*Stated exercise*.
Edit the records starting at the line that contains "find the green" and ending at the end of the records, replacing "marker" with "pin" and leaving everything else unchanged. Return only those lines.

== Material for the task

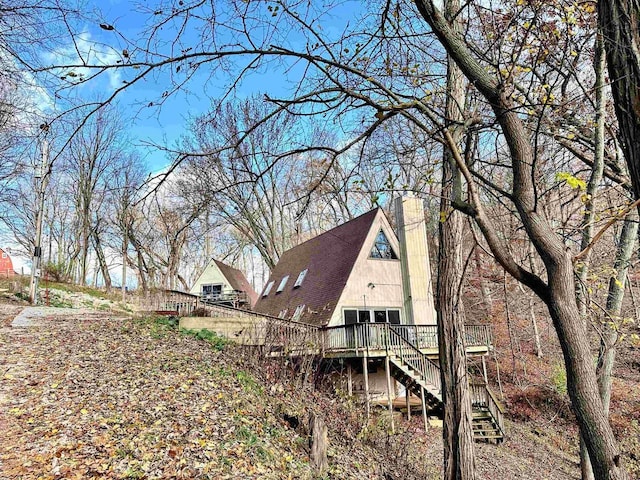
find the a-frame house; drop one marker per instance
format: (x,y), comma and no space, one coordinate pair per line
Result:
(369,293)
(220,283)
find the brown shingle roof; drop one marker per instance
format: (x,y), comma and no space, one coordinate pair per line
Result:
(238,281)
(329,259)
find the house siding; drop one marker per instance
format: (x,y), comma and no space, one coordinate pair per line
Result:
(373,282)
(211,276)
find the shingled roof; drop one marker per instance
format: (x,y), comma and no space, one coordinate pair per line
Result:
(328,259)
(237,280)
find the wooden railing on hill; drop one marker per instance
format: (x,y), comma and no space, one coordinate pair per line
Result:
(287,333)
(483,397)
(373,336)
(409,354)
(182,303)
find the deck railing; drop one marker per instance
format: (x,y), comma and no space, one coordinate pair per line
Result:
(408,353)
(235,298)
(358,337)
(372,336)
(482,396)
(169,300)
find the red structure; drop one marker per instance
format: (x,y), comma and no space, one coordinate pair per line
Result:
(6,266)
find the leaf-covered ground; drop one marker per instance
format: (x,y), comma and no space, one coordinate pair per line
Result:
(89,396)
(124,399)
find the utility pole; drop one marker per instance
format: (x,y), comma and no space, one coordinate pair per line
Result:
(41,176)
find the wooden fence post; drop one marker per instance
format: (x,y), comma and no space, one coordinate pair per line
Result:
(318,442)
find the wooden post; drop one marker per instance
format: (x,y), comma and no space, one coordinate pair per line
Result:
(484,371)
(387,368)
(424,410)
(318,442)
(365,371)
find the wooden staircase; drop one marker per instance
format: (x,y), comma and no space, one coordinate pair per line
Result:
(417,373)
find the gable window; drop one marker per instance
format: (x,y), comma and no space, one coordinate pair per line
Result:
(283,282)
(377,315)
(211,291)
(298,313)
(382,248)
(268,288)
(300,278)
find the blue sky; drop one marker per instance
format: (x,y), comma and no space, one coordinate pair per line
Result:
(167,124)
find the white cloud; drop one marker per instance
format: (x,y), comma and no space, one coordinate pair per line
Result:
(85,49)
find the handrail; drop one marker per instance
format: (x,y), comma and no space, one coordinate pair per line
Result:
(412,356)
(368,335)
(482,396)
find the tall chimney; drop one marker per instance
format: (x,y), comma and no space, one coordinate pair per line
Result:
(414,255)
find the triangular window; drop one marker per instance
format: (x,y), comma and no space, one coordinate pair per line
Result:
(382,248)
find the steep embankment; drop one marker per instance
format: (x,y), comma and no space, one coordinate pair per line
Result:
(91,396)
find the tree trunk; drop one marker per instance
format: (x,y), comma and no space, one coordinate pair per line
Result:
(559,293)
(595,178)
(615,296)
(457,429)
(619,21)
(582,384)
(590,213)
(102,261)
(487,301)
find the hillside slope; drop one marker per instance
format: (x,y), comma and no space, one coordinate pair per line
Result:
(92,396)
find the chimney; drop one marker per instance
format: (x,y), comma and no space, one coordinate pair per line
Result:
(414,255)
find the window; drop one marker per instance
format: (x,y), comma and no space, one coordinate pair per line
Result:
(382,248)
(393,316)
(300,278)
(267,289)
(283,282)
(380,315)
(211,291)
(350,317)
(298,313)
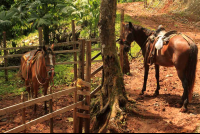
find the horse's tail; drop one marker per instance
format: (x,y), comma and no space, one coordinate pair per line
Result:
(191,69)
(19,73)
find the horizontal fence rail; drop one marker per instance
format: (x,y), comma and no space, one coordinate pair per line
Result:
(34,47)
(26,104)
(44,118)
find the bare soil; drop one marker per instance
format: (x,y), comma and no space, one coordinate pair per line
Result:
(159,114)
(148,114)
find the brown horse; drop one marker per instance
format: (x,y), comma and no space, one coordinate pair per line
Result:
(180,51)
(37,69)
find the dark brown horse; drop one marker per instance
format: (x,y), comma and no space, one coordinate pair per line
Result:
(37,69)
(179,52)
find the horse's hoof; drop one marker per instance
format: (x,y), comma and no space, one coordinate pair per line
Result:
(142,93)
(155,94)
(178,105)
(183,110)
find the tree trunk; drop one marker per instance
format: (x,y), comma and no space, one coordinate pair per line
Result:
(46,35)
(113,92)
(126,67)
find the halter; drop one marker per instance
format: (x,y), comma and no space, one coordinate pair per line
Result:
(48,70)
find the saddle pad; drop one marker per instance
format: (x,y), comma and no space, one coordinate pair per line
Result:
(159,43)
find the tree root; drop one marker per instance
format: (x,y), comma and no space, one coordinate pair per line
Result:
(108,120)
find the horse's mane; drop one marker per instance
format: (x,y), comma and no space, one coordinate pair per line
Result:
(147,31)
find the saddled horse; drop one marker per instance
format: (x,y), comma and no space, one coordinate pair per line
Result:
(179,51)
(37,69)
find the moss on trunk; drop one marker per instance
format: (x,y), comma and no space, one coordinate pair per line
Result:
(113,92)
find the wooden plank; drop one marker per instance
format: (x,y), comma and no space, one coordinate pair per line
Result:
(44,118)
(51,111)
(17,67)
(82,84)
(96,71)
(66,51)
(81,59)
(94,40)
(5,58)
(96,49)
(40,36)
(81,115)
(95,91)
(87,93)
(70,62)
(75,126)
(37,46)
(88,79)
(19,106)
(81,76)
(122,37)
(93,58)
(23,111)
(74,47)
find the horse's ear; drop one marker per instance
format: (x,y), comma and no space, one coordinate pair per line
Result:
(52,46)
(130,25)
(44,48)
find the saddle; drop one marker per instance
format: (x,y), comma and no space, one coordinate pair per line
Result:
(150,56)
(159,35)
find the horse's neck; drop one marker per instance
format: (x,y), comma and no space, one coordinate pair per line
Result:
(141,37)
(42,67)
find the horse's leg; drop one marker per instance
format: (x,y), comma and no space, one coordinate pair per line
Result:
(28,89)
(146,72)
(35,89)
(184,100)
(157,78)
(45,93)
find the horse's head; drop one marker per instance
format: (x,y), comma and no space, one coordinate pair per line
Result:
(129,36)
(49,60)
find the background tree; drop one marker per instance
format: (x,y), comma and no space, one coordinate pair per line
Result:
(113,92)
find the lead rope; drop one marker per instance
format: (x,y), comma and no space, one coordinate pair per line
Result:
(37,75)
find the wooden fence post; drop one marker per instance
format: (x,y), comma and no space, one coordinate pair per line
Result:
(23,111)
(122,37)
(88,79)
(40,36)
(81,76)
(51,111)
(74,47)
(75,111)
(5,53)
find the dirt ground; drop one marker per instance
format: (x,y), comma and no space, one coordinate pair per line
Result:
(159,114)
(149,114)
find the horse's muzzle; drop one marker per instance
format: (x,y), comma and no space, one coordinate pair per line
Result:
(126,48)
(51,73)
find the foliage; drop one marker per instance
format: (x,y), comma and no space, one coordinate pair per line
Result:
(125,1)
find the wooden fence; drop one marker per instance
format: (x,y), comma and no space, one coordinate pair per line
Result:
(82,93)
(72,43)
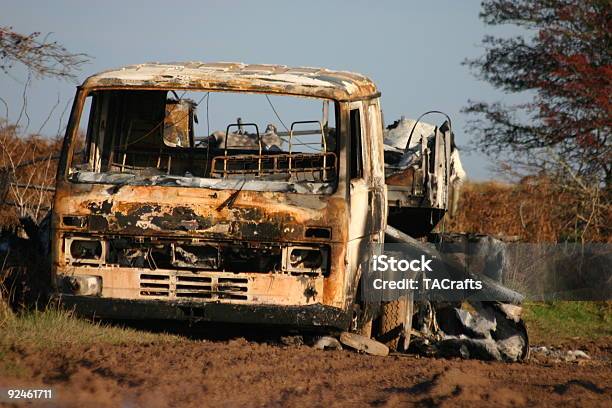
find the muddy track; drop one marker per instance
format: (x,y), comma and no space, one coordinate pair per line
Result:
(246,373)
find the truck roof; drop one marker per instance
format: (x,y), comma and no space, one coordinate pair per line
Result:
(235,76)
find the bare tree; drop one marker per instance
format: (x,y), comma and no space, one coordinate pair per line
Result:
(44,58)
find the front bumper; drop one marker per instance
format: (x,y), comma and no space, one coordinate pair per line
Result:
(315,317)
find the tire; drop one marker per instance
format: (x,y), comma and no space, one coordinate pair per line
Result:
(396,323)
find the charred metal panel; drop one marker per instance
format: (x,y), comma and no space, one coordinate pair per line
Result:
(314,82)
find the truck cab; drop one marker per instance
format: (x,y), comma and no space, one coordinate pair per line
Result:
(220,192)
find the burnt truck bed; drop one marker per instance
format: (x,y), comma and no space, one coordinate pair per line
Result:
(417,174)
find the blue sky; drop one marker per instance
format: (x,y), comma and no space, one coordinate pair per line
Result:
(412,50)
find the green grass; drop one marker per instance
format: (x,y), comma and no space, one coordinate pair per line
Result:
(562,320)
(55,328)
(58,328)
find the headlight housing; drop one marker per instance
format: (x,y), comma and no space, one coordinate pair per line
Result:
(306,259)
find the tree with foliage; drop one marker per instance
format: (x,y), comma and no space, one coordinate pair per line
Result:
(562,66)
(563,63)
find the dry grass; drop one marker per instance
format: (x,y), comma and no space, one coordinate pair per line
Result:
(534,210)
(53,327)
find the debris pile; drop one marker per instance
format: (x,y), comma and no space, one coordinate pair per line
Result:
(490,331)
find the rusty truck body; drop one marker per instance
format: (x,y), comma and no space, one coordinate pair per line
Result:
(151,220)
(166,207)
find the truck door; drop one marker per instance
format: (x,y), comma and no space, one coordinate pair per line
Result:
(359,189)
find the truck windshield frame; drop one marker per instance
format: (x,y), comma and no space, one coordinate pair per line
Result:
(145,137)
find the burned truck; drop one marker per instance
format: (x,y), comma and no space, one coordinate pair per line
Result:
(176,199)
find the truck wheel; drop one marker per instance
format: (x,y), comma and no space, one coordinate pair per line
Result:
(396,323)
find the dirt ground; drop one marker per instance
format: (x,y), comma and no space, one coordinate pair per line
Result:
(238,372)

====

*Answer*.
find the green grass; drop one pin per instance
format: (x,y), comma and no space, one coordinate pair per line
Result:
(562,320)
(55,328)
(58,328)
find the headlight housing; drop one pin per instance
format: (x,y), comma and no space, one coordinate pair per line
Result:
(306,259)
find the tree with foliage; drop one pin per instance
format: (x,y), comma and no space, one coordinate pair per line
Result:
(562,66)
(563,63)
find the dry grass; drop one pin per instance
format: (x,y), comma and no space, one coordinate pair per line
Result:
(534,210)
(53,327)
find the debris pile; drop one pin per instance
format: (x,y), comma and no space, one coordinate pair per line
Result:
(490,331)
find the rusty truck body; drop one pin per instance
format: (x,y), comma and no space, one coordinate pair per line
Result:
(151,220)
(166,207)
find the truck door; drop one pin per instance
format: (x,y), comma and no space, one coordinate pair per line
Result:
(359,189)
find the truck windshield frame; drop one pin per instance
format: (x,y), comma and no space, one coordinate pair per line
Result:
(145,137)
find the burned truck; drop one pin per instance
format: (x,y), comma and no space, one coordinate pair per line
Result:
(176,199)
find the truck wheel; drop one pin per instance
format: (x,y), comma and no space, one coordinate pair per line
Result:
(396,323)
find the dirt ground; drop one pin per instance
format: (x,y), comma and no space, one coordinate pair per line
Result:
(238,372)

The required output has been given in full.